• [Selected text]
The Oompa-Loompas, all played by Deep Roy

Tim Burton's Corpse Bride (2005) While working on Big Fish and Charlie..., in the background Burton was working on his next stop-motion musical, about a young man betrothed to be married to a perfectly wonderful normal girl (with an ogre-ish family), and through a series of bizarre circumstances finds himself attracted and promised to the corpse of a young bride, cruelly murdered and resurrected by love and the need to avenge her foul murder. Some fun, huh? Dark it is, with the Bride--even though lovely, part of her cheek has been eaten through, exposing her teeth underneath. There are visits to the Underworld, and a Peter Lorre-voiced Conqueror Worm as a Disney-ish avatar. But though it's darker material than Burton's Nightmare before Christmas, it is more sublime and deeply felt, with one of the most lyrical endings of any of Burton's films. Danny Elfman again provides the songs that feel more like an operetta libretto than merely tent-poles. And it's a good vocal training for Johnny Depp and Helena Bonham Carter, who have to carry the load on the next Burton extravaganza.

Sweeney Todd: The Demon Barber of Fleet Street (2007) Oscar-bait, pure and simple, for Depp, Bonham Carter and for Burton. Still, after all the musical elements of his films, it shouldn't come as a surprise that Burton could pull off this gruesome Stephen Sondheim musical. Trouble is, what is suggested, and merely stage-craft, safely removed from the audience in the theater piece is made more explicit in Burton's version, with each of the demon-barber's throat-slittings done in grisly close-up and with vast torrents of blood directed camera-ward. Although filmed in color, it might as well have been black and white with the Gorey-esque sets and the limited color pallet--except for the bright red blood. Depp and Bonham-Carter account themselves well with the tricky songs and the supporting cast includes Timothy Spall, Alan Rickman--both naturals for the Burton world--and Sacha Baron Cohen, terrific as an early barbering rival of Sweeney's. Again, when it was announced, eye-brows were raised...but Burton manages to pull off something thought beyond him. At some point, people should start realizing that the guy is for real and, though he's a bit of a "niche" director, not to be pigeon-holed.

• [Directive]
List every actor that the film reviews above name as part of the cast of Sweeney Todd.

• [Data rows]
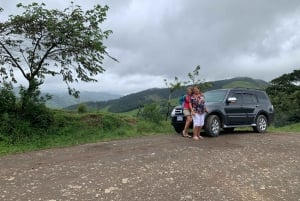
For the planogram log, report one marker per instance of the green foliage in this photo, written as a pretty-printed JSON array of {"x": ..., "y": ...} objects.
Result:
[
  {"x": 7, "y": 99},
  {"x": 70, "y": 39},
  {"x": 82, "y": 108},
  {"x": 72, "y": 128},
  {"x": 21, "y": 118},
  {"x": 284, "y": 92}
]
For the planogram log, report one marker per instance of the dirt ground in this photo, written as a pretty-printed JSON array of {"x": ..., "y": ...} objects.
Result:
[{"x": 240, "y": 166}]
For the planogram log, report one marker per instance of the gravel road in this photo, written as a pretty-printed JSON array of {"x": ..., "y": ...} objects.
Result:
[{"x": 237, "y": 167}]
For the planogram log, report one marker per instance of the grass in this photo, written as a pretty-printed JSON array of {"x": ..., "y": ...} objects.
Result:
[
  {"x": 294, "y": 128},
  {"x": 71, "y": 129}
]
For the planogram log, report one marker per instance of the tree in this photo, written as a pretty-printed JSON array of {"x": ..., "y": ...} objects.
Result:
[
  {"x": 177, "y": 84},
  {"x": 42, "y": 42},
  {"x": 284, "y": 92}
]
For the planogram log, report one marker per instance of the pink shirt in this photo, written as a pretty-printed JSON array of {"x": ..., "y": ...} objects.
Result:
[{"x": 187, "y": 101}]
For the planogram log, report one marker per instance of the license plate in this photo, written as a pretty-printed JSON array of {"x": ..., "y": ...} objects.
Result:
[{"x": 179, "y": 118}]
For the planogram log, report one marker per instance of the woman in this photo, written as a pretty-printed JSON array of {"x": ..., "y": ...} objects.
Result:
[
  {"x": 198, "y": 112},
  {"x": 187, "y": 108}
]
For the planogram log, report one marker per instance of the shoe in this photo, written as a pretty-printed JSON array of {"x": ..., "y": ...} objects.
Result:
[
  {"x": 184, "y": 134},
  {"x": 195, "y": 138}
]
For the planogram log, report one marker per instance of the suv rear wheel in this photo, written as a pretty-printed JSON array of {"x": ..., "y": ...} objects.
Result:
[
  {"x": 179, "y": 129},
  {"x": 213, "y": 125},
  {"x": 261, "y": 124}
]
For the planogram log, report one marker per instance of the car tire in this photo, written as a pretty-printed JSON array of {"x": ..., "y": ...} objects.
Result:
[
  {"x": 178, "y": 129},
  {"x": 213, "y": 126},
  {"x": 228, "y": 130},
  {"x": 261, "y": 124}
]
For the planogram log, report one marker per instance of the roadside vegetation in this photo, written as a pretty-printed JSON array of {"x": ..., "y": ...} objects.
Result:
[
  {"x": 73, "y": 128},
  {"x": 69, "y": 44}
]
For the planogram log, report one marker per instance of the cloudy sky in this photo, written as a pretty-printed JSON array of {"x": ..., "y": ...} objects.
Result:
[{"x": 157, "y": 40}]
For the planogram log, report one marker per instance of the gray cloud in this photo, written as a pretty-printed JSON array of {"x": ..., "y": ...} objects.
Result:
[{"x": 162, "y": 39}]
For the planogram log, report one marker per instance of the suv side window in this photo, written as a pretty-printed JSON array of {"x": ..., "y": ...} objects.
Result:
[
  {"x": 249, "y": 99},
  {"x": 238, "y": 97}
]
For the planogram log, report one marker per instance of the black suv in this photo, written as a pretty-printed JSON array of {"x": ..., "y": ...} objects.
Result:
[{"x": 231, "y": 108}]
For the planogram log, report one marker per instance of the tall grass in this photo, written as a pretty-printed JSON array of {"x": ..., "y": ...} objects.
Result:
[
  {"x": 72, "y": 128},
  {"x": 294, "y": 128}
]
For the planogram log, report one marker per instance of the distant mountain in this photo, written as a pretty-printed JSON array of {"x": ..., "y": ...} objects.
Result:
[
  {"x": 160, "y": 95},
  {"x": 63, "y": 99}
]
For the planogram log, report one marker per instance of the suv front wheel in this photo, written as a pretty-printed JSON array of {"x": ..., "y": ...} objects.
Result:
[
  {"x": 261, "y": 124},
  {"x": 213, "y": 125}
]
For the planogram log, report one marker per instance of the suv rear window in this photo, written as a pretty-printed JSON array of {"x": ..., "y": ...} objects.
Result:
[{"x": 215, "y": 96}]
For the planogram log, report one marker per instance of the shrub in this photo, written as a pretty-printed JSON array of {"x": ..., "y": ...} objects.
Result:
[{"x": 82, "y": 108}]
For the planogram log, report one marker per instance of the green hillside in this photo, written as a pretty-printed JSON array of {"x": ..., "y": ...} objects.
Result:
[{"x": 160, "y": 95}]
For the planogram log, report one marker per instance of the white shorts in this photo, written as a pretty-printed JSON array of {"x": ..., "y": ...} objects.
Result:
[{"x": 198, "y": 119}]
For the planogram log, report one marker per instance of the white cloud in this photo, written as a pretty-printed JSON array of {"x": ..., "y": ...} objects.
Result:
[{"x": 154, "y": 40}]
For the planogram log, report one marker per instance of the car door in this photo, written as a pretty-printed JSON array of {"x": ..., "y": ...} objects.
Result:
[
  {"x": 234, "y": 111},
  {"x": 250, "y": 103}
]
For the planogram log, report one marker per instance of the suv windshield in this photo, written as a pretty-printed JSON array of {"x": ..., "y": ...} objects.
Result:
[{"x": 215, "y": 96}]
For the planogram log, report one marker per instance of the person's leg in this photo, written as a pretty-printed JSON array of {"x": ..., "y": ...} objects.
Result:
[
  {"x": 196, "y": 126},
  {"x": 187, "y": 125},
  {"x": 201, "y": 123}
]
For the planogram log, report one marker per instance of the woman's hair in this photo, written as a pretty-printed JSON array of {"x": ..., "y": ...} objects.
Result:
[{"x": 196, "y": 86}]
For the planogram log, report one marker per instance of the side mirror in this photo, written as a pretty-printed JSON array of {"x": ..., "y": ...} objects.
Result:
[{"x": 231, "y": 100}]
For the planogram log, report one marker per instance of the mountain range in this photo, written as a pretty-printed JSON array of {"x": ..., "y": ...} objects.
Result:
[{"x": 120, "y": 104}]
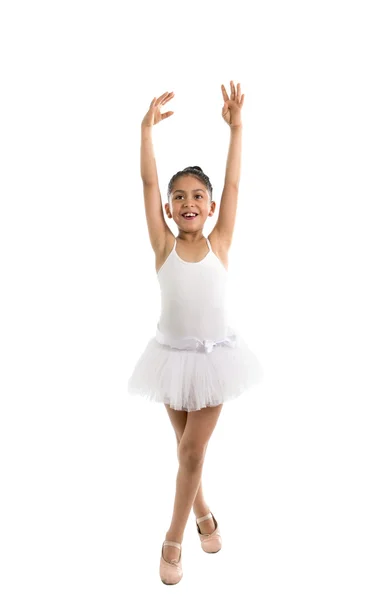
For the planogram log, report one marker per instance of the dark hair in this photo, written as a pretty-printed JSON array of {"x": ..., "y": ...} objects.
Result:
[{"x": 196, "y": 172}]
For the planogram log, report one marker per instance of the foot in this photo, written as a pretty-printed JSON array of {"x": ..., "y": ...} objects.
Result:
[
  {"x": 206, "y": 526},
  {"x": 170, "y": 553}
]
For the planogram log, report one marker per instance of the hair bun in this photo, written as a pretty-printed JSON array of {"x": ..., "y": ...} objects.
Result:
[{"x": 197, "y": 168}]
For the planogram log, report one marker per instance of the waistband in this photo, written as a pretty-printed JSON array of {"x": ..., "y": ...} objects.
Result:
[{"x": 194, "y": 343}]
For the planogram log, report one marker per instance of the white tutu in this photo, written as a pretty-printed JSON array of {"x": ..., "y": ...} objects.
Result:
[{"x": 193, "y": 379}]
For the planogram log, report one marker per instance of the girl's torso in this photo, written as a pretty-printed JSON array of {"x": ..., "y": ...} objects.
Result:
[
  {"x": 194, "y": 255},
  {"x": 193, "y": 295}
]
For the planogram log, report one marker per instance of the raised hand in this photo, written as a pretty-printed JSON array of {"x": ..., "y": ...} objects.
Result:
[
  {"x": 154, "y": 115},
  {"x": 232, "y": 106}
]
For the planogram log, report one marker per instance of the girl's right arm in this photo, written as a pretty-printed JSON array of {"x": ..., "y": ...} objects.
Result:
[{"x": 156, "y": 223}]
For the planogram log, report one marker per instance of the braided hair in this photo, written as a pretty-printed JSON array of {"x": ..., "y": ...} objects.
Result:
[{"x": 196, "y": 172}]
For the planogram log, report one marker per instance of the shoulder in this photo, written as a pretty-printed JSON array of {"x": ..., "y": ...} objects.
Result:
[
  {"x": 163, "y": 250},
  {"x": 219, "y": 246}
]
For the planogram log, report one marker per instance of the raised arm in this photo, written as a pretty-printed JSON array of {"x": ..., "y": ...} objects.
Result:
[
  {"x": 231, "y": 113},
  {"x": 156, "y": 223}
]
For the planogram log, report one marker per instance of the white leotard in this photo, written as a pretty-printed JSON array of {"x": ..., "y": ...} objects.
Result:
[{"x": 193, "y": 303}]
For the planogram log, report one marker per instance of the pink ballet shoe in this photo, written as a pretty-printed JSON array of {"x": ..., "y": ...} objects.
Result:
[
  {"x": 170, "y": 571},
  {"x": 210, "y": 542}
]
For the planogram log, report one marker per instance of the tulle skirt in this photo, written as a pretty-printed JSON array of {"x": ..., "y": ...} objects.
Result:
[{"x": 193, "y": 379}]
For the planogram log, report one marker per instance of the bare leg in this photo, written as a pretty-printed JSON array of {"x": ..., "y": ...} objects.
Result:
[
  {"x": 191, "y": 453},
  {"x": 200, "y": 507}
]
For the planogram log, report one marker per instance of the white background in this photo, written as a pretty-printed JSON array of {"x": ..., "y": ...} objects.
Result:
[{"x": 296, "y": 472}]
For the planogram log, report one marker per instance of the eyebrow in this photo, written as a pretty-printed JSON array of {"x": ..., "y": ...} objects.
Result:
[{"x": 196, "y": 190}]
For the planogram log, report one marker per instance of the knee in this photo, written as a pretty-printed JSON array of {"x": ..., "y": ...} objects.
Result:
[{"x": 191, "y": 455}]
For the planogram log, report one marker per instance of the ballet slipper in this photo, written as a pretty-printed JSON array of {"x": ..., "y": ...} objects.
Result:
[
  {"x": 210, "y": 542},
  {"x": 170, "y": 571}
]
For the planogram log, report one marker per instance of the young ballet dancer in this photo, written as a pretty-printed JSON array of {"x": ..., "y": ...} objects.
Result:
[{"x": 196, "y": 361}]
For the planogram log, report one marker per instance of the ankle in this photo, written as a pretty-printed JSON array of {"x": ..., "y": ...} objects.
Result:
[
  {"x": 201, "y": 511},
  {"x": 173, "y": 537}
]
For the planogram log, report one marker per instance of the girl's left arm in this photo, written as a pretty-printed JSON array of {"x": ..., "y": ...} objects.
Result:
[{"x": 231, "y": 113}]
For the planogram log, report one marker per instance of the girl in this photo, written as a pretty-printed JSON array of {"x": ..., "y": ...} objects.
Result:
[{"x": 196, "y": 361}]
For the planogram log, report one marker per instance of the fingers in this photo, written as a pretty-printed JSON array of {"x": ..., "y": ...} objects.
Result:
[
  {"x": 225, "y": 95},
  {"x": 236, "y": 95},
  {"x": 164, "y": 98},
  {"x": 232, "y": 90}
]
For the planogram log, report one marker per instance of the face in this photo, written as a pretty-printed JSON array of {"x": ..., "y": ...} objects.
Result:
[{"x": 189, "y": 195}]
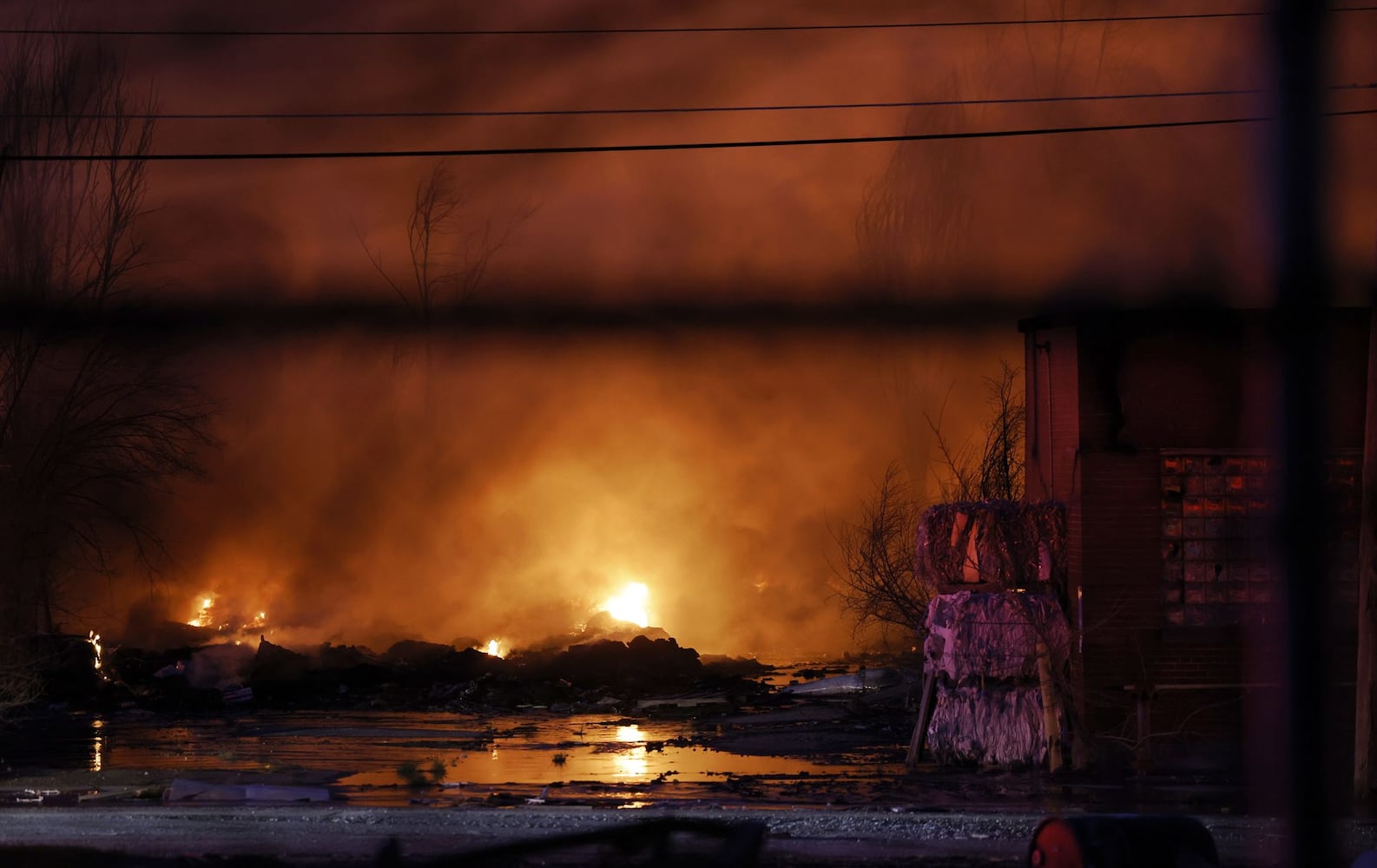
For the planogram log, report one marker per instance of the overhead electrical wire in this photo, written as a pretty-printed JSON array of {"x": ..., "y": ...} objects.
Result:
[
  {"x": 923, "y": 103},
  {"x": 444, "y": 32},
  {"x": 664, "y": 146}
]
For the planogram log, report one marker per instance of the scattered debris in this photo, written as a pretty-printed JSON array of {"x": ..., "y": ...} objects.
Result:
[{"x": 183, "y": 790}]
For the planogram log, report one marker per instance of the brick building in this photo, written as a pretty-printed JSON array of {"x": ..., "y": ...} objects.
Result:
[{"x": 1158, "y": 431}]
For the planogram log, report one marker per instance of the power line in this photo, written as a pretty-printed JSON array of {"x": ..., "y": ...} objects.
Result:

• [Solved problem]
Johnny Depp, Helena Bonham Carter, Timothy Spall, Alan Rickman, Sacha Baron Cohen